| Assignment |
Your answer should be the lines from the one containing "the window on" through the final line below, copied exactly.

[Stored entries]
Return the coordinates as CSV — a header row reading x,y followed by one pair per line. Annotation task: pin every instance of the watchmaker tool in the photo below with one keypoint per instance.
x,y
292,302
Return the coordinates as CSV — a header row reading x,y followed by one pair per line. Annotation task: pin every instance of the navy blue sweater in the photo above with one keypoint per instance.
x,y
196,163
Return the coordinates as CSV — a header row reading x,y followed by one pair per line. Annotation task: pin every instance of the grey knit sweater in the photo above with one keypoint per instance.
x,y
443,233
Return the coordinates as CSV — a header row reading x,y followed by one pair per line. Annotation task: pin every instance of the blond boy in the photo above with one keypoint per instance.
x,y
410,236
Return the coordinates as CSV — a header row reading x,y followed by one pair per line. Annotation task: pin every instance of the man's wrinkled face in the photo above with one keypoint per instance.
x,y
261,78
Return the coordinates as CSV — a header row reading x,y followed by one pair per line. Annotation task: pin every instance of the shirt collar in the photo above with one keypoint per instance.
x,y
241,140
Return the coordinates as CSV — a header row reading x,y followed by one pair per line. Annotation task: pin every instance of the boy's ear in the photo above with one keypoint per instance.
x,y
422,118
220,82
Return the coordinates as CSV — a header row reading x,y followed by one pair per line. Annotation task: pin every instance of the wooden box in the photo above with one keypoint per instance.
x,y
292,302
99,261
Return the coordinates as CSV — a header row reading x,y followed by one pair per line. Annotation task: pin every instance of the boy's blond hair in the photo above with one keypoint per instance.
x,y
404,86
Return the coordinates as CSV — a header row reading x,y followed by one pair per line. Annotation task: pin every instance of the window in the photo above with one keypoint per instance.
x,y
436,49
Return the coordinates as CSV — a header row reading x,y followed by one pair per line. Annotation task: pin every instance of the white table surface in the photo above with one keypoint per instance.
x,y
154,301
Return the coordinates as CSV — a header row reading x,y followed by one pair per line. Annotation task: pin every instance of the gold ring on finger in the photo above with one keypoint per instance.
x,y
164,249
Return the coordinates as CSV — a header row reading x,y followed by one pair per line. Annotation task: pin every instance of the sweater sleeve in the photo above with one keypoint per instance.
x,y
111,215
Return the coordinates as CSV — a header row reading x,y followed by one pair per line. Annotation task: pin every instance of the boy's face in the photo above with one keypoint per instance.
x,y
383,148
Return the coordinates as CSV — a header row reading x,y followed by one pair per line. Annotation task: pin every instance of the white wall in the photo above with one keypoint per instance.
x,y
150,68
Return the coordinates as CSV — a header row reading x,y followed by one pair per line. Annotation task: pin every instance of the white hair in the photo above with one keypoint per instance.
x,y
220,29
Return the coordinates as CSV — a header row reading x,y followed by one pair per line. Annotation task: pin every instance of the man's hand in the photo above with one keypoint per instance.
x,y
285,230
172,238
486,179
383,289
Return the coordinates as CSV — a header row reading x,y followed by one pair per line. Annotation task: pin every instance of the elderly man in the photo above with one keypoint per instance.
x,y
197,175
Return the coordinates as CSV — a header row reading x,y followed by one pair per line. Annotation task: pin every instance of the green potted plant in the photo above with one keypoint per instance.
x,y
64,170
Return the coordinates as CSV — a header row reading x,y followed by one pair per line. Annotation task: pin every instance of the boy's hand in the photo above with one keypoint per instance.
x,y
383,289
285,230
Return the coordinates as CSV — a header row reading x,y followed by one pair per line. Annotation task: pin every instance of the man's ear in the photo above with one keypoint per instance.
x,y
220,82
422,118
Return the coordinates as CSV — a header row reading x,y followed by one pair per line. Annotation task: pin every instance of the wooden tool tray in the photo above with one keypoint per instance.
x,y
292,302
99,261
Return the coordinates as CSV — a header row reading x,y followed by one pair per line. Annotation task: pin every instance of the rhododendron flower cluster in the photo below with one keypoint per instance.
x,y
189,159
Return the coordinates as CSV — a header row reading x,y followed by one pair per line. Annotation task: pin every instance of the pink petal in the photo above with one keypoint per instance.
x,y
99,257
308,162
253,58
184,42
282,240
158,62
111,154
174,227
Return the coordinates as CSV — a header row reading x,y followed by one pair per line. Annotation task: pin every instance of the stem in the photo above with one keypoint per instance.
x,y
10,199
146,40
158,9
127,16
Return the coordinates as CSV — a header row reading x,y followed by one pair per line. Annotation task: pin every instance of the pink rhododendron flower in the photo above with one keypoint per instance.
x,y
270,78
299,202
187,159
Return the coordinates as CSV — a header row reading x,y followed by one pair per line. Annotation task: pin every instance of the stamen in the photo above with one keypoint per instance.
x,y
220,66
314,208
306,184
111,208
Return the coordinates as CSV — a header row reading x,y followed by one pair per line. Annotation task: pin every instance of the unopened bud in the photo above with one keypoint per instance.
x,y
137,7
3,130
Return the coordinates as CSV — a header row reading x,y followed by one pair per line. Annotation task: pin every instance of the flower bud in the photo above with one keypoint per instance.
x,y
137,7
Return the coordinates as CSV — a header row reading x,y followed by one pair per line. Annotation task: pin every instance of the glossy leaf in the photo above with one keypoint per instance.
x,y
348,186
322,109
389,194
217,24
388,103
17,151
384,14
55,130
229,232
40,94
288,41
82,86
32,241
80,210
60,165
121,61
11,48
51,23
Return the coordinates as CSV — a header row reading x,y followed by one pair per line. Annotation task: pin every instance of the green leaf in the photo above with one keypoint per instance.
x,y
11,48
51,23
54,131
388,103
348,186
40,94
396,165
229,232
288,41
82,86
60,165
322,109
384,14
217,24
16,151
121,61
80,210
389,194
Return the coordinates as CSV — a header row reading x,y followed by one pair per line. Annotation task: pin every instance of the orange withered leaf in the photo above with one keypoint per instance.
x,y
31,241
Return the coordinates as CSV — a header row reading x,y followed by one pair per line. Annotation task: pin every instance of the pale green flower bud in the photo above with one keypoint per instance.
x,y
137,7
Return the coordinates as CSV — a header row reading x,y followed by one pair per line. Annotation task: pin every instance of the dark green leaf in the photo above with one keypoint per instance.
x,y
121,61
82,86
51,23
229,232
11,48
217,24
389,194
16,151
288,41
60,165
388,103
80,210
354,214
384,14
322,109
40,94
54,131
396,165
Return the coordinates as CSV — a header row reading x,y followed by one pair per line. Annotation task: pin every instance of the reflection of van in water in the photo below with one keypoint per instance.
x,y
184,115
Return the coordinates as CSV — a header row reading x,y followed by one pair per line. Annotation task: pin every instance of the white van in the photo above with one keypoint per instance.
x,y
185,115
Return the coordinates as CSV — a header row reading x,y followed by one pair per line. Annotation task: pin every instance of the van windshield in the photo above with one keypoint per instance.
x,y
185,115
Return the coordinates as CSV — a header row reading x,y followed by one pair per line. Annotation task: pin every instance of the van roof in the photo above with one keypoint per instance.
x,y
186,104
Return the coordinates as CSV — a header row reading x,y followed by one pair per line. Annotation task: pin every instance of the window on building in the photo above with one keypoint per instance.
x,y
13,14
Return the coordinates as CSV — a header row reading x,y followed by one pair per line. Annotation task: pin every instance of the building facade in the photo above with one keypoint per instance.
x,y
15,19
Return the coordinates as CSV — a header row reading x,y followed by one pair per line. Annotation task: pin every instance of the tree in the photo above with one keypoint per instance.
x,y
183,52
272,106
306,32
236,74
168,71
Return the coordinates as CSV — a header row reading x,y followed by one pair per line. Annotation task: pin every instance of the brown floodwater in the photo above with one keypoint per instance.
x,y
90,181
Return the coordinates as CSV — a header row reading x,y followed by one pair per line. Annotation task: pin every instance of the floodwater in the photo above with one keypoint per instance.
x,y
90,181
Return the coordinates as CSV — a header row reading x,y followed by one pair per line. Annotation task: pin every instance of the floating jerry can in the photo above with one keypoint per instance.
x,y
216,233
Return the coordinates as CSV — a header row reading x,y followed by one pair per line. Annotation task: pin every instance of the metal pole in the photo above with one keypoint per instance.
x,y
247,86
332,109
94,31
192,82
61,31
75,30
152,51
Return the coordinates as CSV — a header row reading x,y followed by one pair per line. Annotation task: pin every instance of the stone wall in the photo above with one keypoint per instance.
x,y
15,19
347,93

| Completed task |
Return the coordinates as CSV — a header row reading x,y followed by one pair per line. Annotation task: pin every instance of the window on building in the photo above with one keypoint per instance.
x,y
13,14
Return the coordinates as CSV — a header row reading x,y followed by one pair per line. Annotation task: pin every instance of the building facade in the photo above with one keypoint per instance.
x,y
15,19
Return the coordinates as CSV — a header row reading x,y followed by one pair per line. Annotation task: pin every instance of the tree in the photo above with one keypoint per instance.
x,y
183,52
272,106
306,32
236,74
168,71
Return the coordinates as CSV — a header row reading x,y followed by one pair per line. Annotation task: pin every instance of the brown floodwater in the photo above with one keypoint per instance.
x,y
90,181
Return the coordinates as CSV — a header row reading x,y followed by one pair per line. Annotation task: pin every instance of the floodwater in the photo above with one keypoint per instance.
x,y
90,181
Return the coordinates as CSV — a header row reading x,y followed by one pair per line. Annotation task: pin every instance of the floating jerry can in the photo above with one keypoint per instance.
x,y
216,233
Return the coordinates as CSV — a header row reading x,y followed by one pair per line. Annotation task: pin every instance of the metal pole in the photo above with one keypoint per instance.
x,y
247,86
332,109
94,31
192,82
61,31
75,30
152,51
Return the coordinates as CSV — a header row reading x,y followed by one pair per line. Annotation task: pin every instance of the stone wall in the photo above with one keypoint per instance.
x,y
15,19
347,93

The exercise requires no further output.